■ EXERCISE PROMPT: Please copy out every line of the records below without changing a word, but leave the pictures out.

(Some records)
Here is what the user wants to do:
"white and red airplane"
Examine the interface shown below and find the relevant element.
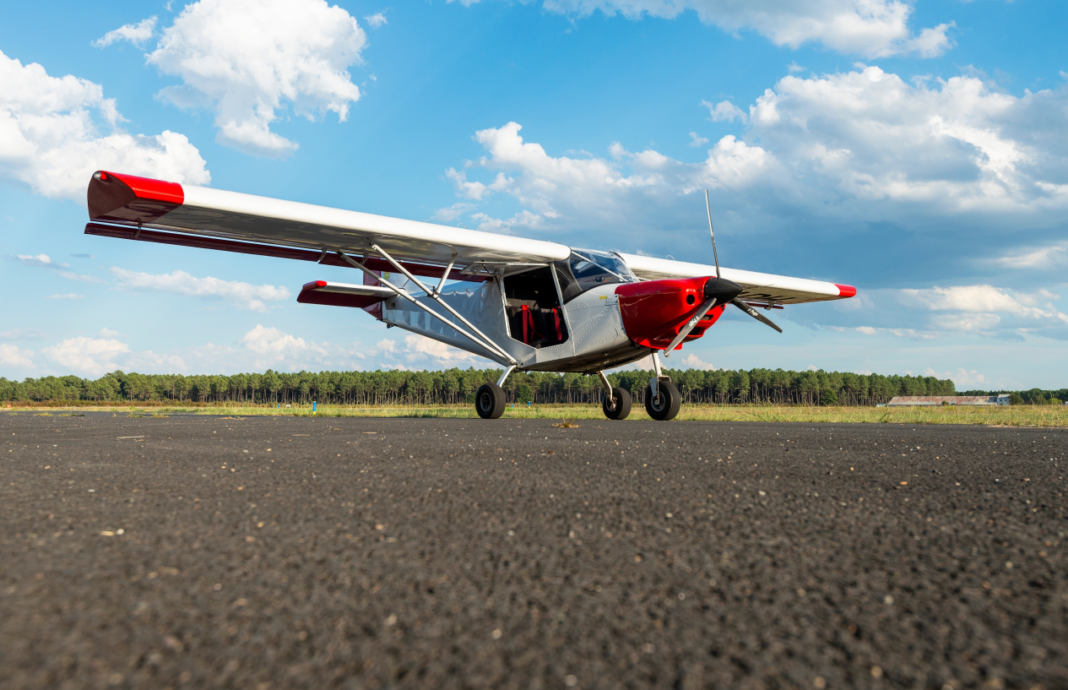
[85,171,857,420]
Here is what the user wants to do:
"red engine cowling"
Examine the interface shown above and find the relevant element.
[615,278,726,349]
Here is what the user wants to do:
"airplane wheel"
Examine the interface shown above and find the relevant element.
[601,386,633,420]
[474,383,504,420]
[645,381,682,422]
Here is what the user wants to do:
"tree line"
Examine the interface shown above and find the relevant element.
[0,368,999,405]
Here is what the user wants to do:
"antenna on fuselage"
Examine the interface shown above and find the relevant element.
[705,189,723,279]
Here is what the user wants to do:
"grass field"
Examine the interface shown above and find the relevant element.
[10,404,1068,427]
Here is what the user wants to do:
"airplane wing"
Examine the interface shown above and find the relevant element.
[85,171,571,279]
[619,254,857,304]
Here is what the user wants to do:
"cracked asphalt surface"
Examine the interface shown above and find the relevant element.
[0,412,1068,689]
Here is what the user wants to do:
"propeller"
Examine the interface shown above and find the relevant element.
[664,189,783,357]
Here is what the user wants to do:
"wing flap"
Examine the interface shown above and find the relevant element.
[85,223,491,283]
[619,254,857,305]
[297,280,394,309]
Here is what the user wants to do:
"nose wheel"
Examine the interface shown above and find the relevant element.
[645,380,682,422]
[601,386,632,420]
[474,383,504,420]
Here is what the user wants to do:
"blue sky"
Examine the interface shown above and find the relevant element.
[0,0,1068,389]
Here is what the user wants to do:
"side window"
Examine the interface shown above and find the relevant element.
[504,266,567,347]
[552,261,582,304]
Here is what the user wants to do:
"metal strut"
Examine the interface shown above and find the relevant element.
[597,372,612,399]
[497,364,516,388]
[337,252,516,364]
[649,352,666,399]
[371,245,519,364]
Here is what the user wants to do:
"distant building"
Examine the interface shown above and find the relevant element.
[886,393,1008,407]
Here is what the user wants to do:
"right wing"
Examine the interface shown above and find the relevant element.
[87,171,570,275]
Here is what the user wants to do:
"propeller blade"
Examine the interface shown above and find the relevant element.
[664,298,716,357]
[731,297,783,333]
[705,189,723,278]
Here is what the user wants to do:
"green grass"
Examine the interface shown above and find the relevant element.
[8,404,1068,427]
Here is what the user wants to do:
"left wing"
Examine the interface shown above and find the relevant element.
[619,254,857,305]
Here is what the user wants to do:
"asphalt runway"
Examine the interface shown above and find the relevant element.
[0,412,1068,690]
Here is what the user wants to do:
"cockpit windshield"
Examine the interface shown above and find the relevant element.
[554,249,638,303]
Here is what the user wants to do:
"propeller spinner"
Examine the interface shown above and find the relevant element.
[664,189,783,357]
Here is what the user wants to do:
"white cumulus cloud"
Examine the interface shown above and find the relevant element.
[701,100,745,122]
[0,47,210,203]
[42,335,130,376]
[394,333,483,366]
[240,324,326,359]
[450,65,1068,242]
[110,267,289,312]
[994,245,1068,269]
[467,0,954,58]
[363,12,389,29]
[0,343,33,368]
[93,17,156,48]
[15,254,70,269]
[147,0,366,157]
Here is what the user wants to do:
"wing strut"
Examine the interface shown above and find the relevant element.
[337,246,517,365]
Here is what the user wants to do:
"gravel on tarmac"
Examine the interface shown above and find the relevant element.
[0,412,1068,690]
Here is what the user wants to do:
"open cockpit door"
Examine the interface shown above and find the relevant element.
[504,266,567,348]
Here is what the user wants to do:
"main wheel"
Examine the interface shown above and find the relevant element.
[474,383,504,420]
[645,381,682,422]
[601,386,633,420]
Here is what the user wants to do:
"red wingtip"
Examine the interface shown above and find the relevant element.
[88,170,186,223]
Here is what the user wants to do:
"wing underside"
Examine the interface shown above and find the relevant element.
[619,254,857,305]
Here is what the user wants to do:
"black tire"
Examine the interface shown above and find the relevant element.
[601,386,633,420]
[645,381,682,422]
[474,383,504,420]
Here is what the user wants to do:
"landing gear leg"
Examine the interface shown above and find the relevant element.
[645,352,682,422]
[597,372,632,420]
[474,366,516,420]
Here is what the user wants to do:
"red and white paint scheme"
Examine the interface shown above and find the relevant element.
[85,171,857,420]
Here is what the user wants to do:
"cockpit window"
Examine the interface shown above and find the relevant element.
[553,249,638,303]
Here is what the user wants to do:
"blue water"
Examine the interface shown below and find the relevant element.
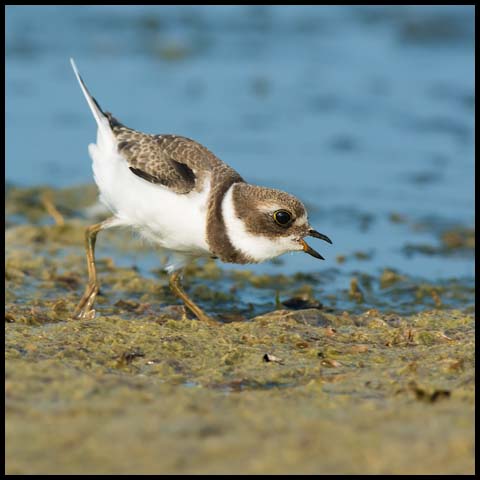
[6,6,475,279]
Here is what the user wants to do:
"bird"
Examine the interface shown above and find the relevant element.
[70,58,332,324]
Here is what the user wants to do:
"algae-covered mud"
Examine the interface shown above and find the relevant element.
[5,186,475,474]
[5,5,475,474]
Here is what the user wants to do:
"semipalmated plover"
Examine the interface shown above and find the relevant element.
[70,59,332,322]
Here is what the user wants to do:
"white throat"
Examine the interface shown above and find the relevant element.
[222,183,302,263]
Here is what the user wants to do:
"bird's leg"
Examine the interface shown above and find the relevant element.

■ TASK RESULT:
Here is what the user wants to do:
"white and red airplane"
Examine the interface shown below and find the relevant element.
[85,171,857,420]
Here is what the user wants to do:
"red engine cowling"
Examine the interface shown above and find the relevant element.
[615,278,726,349]
Here is what the user wants to do:
"airplane wheel"
Examine the interface shown above and find the relevant element.
[601,386,633,420]
[474,383,504,420]
[645,381,682,422]
Here is what the user wants to do:
"tree line"
Examine the interface shown above and find the relevant element.
[0,368,999,405]
Here is what the user wants to do:
"antenna on fuselage"
Examine the interface shown above and find the relevant element.
[705,189,723,279]
Here is what the user wants to do:
"grass field"
Examine the interface shown above and find the relevant element.
[10,404,1068,427]
Here is what the user wants to do:
"airplane wing"
Examine the interface shown above and find the relevant element.
[85,171,571,279]
[619,254,857,304]
Here is what the user wants to do:
"cracked asphalt surface"
Examine the interface shown above and find the relevant element.
[0,412,1068,689]
Here is what the user wants to do:
"propeller"
Examine the interface shown above and find the relevant element.
[664,189,783,357]
Here is what the user wants to do:
"wing flap"
Examine the interface shown above and find the relevant element.
[85,223,491,283]
[619,254,857,305]
[297,280,394,309]
Here is what the user wants to do:
"nose wheel"
Examine the interface shown above and find the relevant element.
[645,380,682,422]
[601,386,632,420]
[474,383,504,420]
Here is what the user wants to do:
"blue sky"
Examine the interface shown above and find the relevant element.
[0,0,1068,389]
Here is what the user wants to do:
"side window"
Examine the interface shown above and find the relevant element.
[504,266,567,347]
[552,261,582,304]
Here is what the user wants to do:
"metal strut"
Examine the interface shown above and find the relevant element.
[597,372,612,399]
[497,364,516,388]
[337,252,516,364]
[649,352,666,399]
[371,245,519,364]
Here is what the user wants to do:
"distant building"
Examine the interface shown above and find the relevant element.
[886,393,1008,407]
Here is what the user wants to do:
"right wing"
Examine the interface shown above and find the relevant element.
[87,171,570,275]
Here is what the user wants to do:
"propeller blade"
Examine the interface shown above and find the relevant element.
[664,298,716,357]
[731,297,783,333]
[705,189,723,278]
Here is what the user wants to do:
"green grass"
Examine the interface shown above and find the relevant element.
[8,404,1068,427]
Here is what the user wants to do:
"left wing"
Examine the interface shown above and find the relevant element.
[619,254,857,305]
Here is what the user wants to do:
"asphalt runway"
Examine the interface shown above and find the relevant element.
[0,412,1068,690]
Here is what the user wants to do:
"cockpit windshield"
Examine the interface shown above and find the relevant element.
[554,249,638,303]
Here is what the user wants to do:
"propeller spinner"
Examine the interface shown above and find the relevant element.
[664,189,783,357]
Here is what the user wants to do:
"white cumulus cloud"
Examine the interface shown above and find the relevant element.
[701,100,745,122]
[0,47,210,203]
[42,335,130,376]
[394,333,483,366]
[240,324,326,359]
[450,65,1068,242]
[110,267,289,312]
[994,245,1068,269]
[467,0,954,58]
[363,12,389,29]
[0,343,33,368]
[93,17,156,48]
[15,254,70,269]
[147,0,366,157]
Here is what the user wants to do:
"wing strut"
Examine the interface shown above and find the relevant element.
[337,246,517,365]
Here is what the user wants to do:
"gravel on tarmac"
Examine the interface shown above and find the relevant element.
[0,412,1068,690]
Here is what the user wants to do:
"open cockpit door"
Examine the interface shown above and find the relevant element.
[504,266,567,348]
Here is what the user wants to do:
"main wheel"
Examine the interface shown above and find the relevant element.
[474,383,504,420]
[645,381,682,422]
[601,386,633,420]
Here is what the user wants to do:
"red wingtip"
Examine the interface shown above and find the relevant element.
[88,170,186,223]
Here is what the user wants to do:
"wing underside"
Examine the interface shown above and find the relevant element.
[619,254,857,305]
Here is what the user wants to do:
"black tire"
Examine the interface shown above and find the relevant element.
[601,386,633,420]
[645,381,682,422]
[474,383,504,420]
Here is what the user wants to do:
"landing gear leg"
Examine the interface shown above and find the relevant element.
[645,352,682,422]
[597,372,632,420]
[474,366,516,420]
Here is what the user wants to do:
"red and white paint scheme"
Examine the interface shown above and find the relevant element.
[85,171,857,420]
Here is what the user wants to do:
"cockpit window"
Examine the interface shown above and find the relevant element.
[553,249,638,303]
Here is what the user wants to do:
"blue water"
Examine the interface shown below and find the relevant element.
[6,6,475,279]
Here is what the user wants to do:
"bird"
Examine the interface shown above and find the relevant element.
[70,58,332,324]
Here is what the user wants to do:
"algae-covered mud"
Examine the interface shown above and find the relevant element.
[5,186,475,474]
[5,5,475,474]
Here is what the user wants to do:
"semipalmated plover"
Examine the interface shown above and find the relevant element.
[70,59,332,322]
Here is what the user wants to do:
"white throat"
Examine the interface shown above and find the relevant element.
[222,183,302,263]
Here is what the user wants to do:
"bird's leg"
Examine the interface shown above and find the relevant element.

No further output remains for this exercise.